■ Reading passage ■
We have stayed in many other KOA campgrounds in Canada and the US and they all have met our standards.

Wayne


----------



## JimBo (Oct 20, 2003)

I never see or hear anything good about KOA's anymore and it's a shame because growing up they were the 'in' place to stay. Most of them in my experience now allow longterm permanent nasty live in's trailers etc. Who owns the name and franchise rights? Maybe we should buy them out and revitalize the brand....


----------



## Camping Fan (Dec 18, 2005)

JimBo said:


> I never see or hear anything good about KOA's anymore and it's a shame because growing up they were the 'in' place to stay. Most of them in my experience now allow longterm permanent nasty live in's trailers etc. Who owns the name and franchise rights? Maybe we should buy them out and revitalize the brand....
> [snapback]130418[/snapback]​


I can't speak to the KOA's in Georgia, but any of the KOA's I have stayed at in Michigan are very well kept up and if there are seasonal trailers those lots are kept up nicely as well. IMO it's unfair to generalize all KOA's, or any other campground chain for that matter, as being rundown. It's really a matter of how well the individual owners of a particular campground do at keeping things looking nice and enforcing the rules. The KOA headquarters is interested in feed back on their campgrounds, so if anyone has a bad experience at one be sure you let the headquarters know about it.


----------



## Oregon_Camper (Sep 13, 2004)

Sorry about the bikes Ed.
















Can't wait for your detailed trip report once you get back.


----------



## PDX_Doug (Nov 16, 2004)

Oregon_Camper said:


> Sorry about the bikes Ed.Â
> 
> 
> 
> ...


Jim,

You can follow along with his blog by going to this thread, and following the instructions.

■ Complete the following ■
1. Rewrite the KOA campground discussion from "## JimBo (Oct" up to and including "(Dec 18, 2005)", substituting "rebuild" for "revitalize".
2. Write the next part of the KOA campground discussion, continuing on from its final sentence.

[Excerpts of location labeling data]

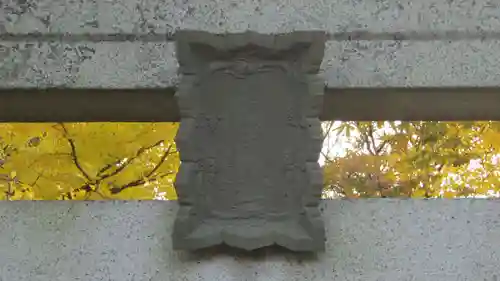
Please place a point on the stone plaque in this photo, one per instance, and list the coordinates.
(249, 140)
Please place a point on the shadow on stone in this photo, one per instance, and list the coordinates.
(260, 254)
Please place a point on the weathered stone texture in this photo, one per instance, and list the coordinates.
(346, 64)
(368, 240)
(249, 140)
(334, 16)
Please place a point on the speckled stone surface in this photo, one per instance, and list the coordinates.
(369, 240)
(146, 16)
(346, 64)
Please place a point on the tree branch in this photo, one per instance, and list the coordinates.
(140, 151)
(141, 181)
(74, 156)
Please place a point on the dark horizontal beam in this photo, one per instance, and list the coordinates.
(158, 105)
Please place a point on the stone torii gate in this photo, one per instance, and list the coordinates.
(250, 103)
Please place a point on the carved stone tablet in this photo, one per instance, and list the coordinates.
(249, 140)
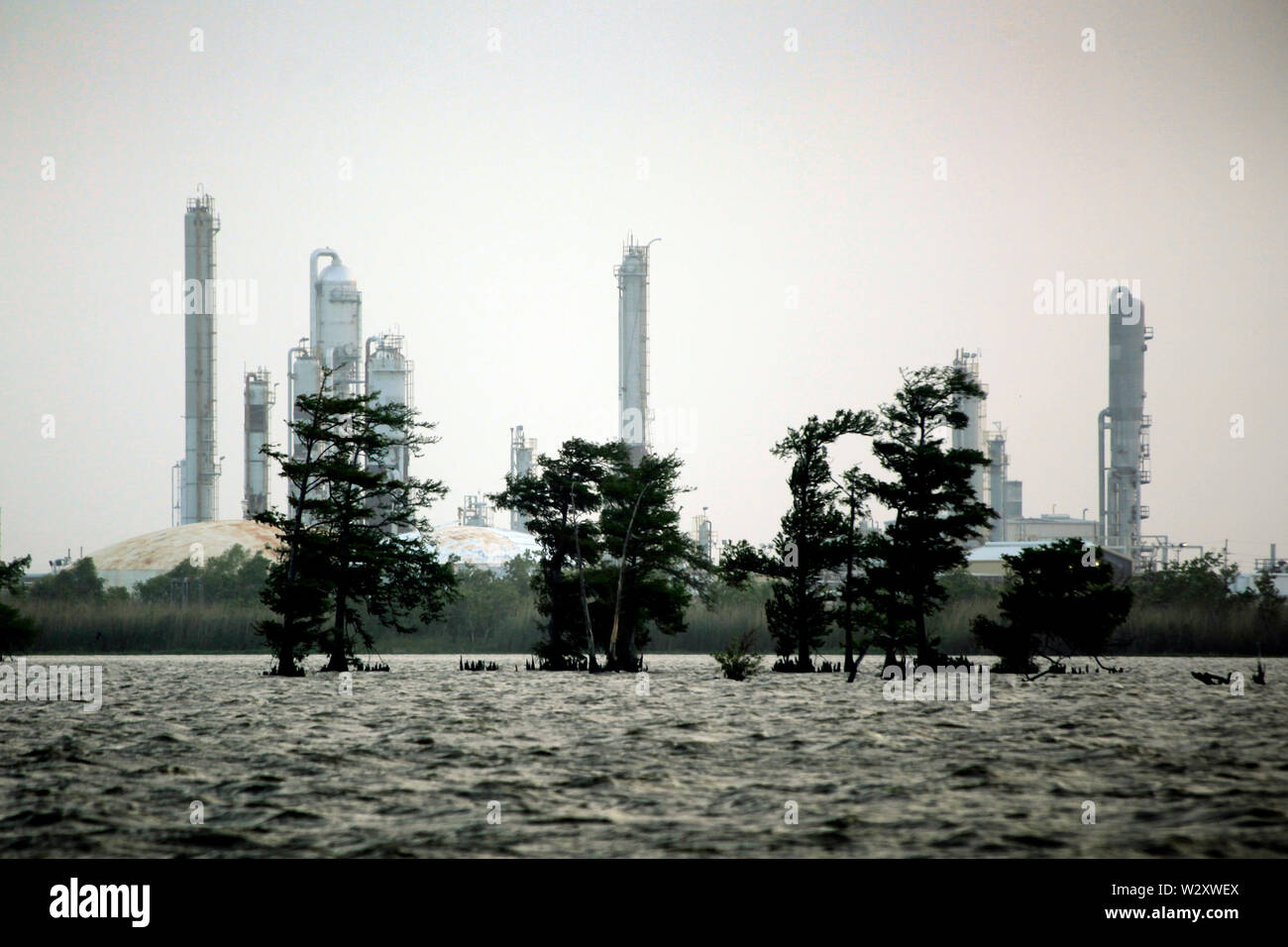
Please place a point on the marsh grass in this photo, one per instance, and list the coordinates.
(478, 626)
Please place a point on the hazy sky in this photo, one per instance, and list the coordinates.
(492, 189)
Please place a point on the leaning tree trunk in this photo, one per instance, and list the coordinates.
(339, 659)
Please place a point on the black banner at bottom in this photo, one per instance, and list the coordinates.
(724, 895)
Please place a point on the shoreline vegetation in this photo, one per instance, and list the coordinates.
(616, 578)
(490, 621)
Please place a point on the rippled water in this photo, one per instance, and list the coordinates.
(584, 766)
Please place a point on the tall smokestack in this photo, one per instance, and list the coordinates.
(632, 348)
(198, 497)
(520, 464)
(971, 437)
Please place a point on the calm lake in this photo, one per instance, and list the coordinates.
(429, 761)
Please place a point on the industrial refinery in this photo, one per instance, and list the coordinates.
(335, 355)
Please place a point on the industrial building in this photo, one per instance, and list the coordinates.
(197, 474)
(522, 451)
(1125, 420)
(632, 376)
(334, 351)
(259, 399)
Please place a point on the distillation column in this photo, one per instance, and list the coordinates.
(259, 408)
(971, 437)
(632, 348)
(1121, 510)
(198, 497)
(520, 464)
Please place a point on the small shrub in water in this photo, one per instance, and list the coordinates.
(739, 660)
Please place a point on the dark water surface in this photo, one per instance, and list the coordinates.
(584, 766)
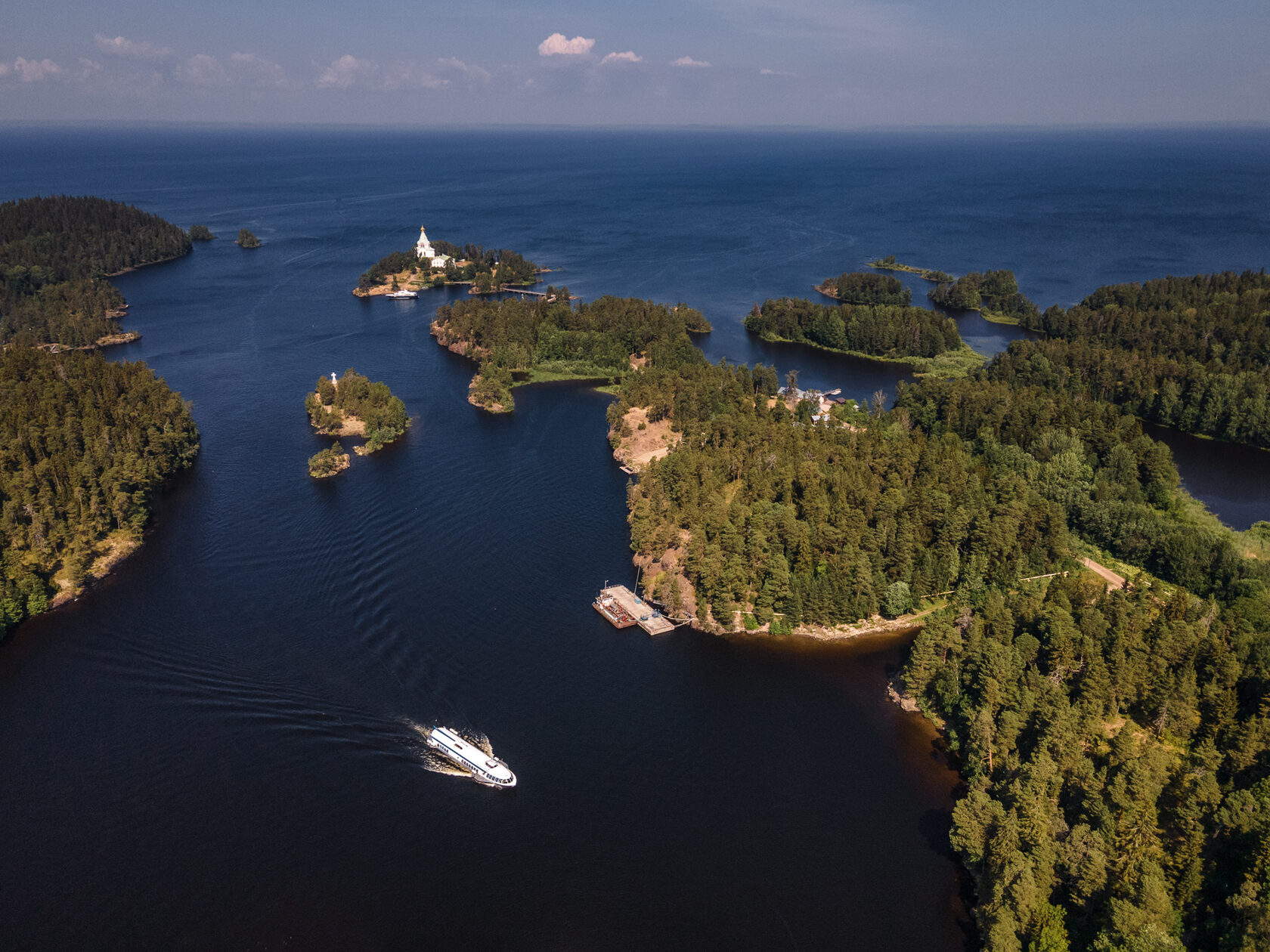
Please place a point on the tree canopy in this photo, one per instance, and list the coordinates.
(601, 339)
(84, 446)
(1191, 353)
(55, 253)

■ Expected results ■
1.
## JimBo (Oct 20, 2003)

I never see or hear anything good about KOA's anymore and it's a shame because growing up they were the 'in' place to stay. Most of them in my experience now allow longterm permanent nasty live in's trailers etc. Who owns the name and franchise rights? Maybe we should buy them out and rebuild the brand....


----------



## Camping Fan (Dec 18, 2005)

2.
It dosen't get any more detailed than that! What a great job Ed, Ellen and the dog have been doing documenting this epic journey!









Happy Trails,
Doug

Post edited 7.17.06 @ 7:00AM PDT


----------



## Oregon_Camper (Sep 13, 2004)

PDX_Doug said:


> Oregon_Camper said:
> 
> 
> > Sorry about the bikes Ed.Â
> ...


Thanks Doug....just read all of it. Great stuff..sans the bike issue of course.


----------



## nonny (Aug 14, 2005)

That's a super cool idea, blogging the trip, but it sure makes me wish you brought me along! Really sorry to hear you guys lost your bikes!







I wish you lots of wonderful experiences to make up for the bad! action


----------



## HootBob (Apr 26, 2004)

Camping Fan said:


> JimBo said:
> 
> 
> > I never see or hear anything good about KOA's anymore and it's a shame because growing up they were the 'in' place to stay. Most of them in my experience now allow longterm permanent nasty live in's trailers etc. Who owns the name and franchise rights? Maybe we should buy them out and revitalize the brand....
> ...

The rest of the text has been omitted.